▸ Supplied text

===

|Home | About | Journals | Submit | Contact Us | Français|
Propensity score analyses attempt to control for confounding in non-experimental studies by adjusting for the likelihood that a given patient is exposed. Such analyses have been proposed to address confounding by indication, but there is little empirical evidence that they achieve better control than conventional multivariate outcome modeling.
Using PubMed and Science Citation Index, we assessed the use of propensity scores over time and critically evaluated studies published through 2003.
Use of propensity scores increased from a total of 8 papers before 1998 to 71 in 2003. Most of the 177 published studies abstracted assessed medications (N=60) or surgical interventions (N=51), mainly in cardiology and cardiac surgery (N=90). Whether PS methods or conventional outcome models were used to control for confounding had little effect on results in those studies in which such comparison was possible. Only 9 out of 69 studies (13%) had an effect estimate that differed by more than 20% from that obtained with a conventional outcome model in all PS analyses presented.
Publication of results based on propensity score methods has increased dramatically, but there is little evidence that these methods yield substantially different estimates compared with conventional multivariable methods.
Randomized controlled trials are considered the gold standard for assessing the efficacy of medications, medical procedures, or clinical strategies. Nevertheless, particularly for research on the prevention of chronic disease, randomized trials are often infeasible because of their size, time, and budget requirements, questionable generalizability, and ethical constraints .
On the other hand, non-experimental studies of interventions have frequently been criticized because of their potential for selection bias. This concern reached a crescendo with the disparity in estimated effects of hormone replacement therapy from randomized trials and non-experimental studies. This imbroglio highlighted the need to develop and apply improved methods to reduce bias in non-experimental studies in which selection bias or confounding is likely to occur.

===

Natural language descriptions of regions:

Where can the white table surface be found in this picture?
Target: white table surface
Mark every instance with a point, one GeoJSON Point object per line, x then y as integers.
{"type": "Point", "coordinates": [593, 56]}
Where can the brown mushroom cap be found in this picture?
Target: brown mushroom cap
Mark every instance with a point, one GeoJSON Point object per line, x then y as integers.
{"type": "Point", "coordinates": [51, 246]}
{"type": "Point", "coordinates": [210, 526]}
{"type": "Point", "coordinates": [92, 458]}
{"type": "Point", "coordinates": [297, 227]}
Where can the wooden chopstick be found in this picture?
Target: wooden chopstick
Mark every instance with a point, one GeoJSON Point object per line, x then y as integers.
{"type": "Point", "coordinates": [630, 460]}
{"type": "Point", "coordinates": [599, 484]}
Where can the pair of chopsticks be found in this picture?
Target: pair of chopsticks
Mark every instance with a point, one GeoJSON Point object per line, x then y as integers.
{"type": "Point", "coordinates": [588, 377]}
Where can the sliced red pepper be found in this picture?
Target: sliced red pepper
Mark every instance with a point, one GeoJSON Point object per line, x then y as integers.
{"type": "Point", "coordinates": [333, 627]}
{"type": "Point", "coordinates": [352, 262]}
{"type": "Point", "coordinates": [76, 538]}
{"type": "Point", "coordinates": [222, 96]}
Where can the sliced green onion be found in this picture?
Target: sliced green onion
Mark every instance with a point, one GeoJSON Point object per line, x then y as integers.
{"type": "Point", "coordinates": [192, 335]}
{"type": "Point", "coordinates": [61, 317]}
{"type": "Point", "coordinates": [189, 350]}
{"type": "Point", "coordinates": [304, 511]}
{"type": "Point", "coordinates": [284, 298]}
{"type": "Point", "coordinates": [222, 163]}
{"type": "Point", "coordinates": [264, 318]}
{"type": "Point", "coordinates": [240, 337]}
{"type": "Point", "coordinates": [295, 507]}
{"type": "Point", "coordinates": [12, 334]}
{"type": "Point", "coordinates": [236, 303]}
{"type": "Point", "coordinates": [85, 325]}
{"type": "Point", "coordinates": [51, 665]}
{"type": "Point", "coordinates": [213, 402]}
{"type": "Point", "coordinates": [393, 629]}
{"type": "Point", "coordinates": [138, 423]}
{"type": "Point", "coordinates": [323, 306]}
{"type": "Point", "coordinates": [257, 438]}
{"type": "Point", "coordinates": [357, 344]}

===

▸ Exercise 1
Can you reproduce the portion of the propensity score text that opens with "Using PubMed and" and closes with "PS analyses presented.", renaming "cardiology" to "cardiovascular medicine"?
▸ Exercise 2
Could you take the text on propensity score analyses further, continuing from its final sentence?
The records play no part in what is asked here.

▸ Final answer 1
Using PubMed and Science Citation Index, we assessed the use of propensity scores over time and critically evaluated studies published through 2003.
Use of propensity scores increased from a total of 8 papers before 1998 to 71 in 2003. Most of the 177 published studies abstracted assessed medications (N=60) or surgical interventions (N=51), mainly in cardiovascular medicine and cardiac surgery (N=90). Whether PS methods or conventional outcome models were used to control for confounding had little effect on results in those studies in which such comparison was possible. Only 9 out of 69 studies (13%) had an effect estimate that differed by more than 20% from that obtained with a conventional outcome model in all PS analyses presented.

▸ Final answer 2
The use of multivariate confounder scores to combine many covariates into a single variable can be traced back to Miettinen in 1976. In 1983, Rosenbaum and Rubin developed the concept of propensity scores (PS) estimated at baseline to control for selection bias in cohort studies. This technique has become popular to control confounding bias in epidemiologic studies that assess the outcomes of drugs and medical procedures. Propensity scores estimate the predicted probability (propensity) of use of a given drug or procedure in a particular subject, based on his or her characteristics when the treatment is chosen. In principle, the effect of the treatment can then be measured among patients who have the same predicted propensity of treatment, thus controlling for confounding. Use of PS to reduce bias is especially appealing since, under the assumption that all relevant predictors of treatment have been adequately captured, subjects with the same PS should have the same chance of receiving treatment. Therefore, PS are often conceptualized as mimicking randomized trials, although they do so only with respect to factors that have been adequately measured. Randomization, in contrast, removes bias from both measured and unmeasured factors. PS allow simultaneous control for confounding by several variables in situations where conventional multivariable models might not be appropriate, owing to the small number of outcomes. PS, however, are frequently used in settings where the outcome is common; their value in this situation is not yet clear. We sought to review the application of PS in the medical literature and to assess its practical value.
A propensity score (PS) can be defined as the probability of exposure to e.g. a treatment given observed covariates. The score is usually estimated using a multivariable logistic regression model, but can be estimated with a variety of multivariable scoring functions. In a logistic model, the scores range from 0 to 1 and reflect the estimated probability, based on the subject’s characteristics, that the subject will receive the treatment of interest, such that individuals with the same estimated PS have the same chance of receiving treatment. Any two subjects with the same PS can have different values for specific covariates, but overall, covariates entered in the PS model will tend to be balanced for treated and untreated subjects with similar PS. This balance of covariates can easily be checked and the performance of PS to achieve this goal can be clearly communicated, e.g. by presenting the distribution of covariates in exposed and unexposed separately, stratified by quintiles of the PS.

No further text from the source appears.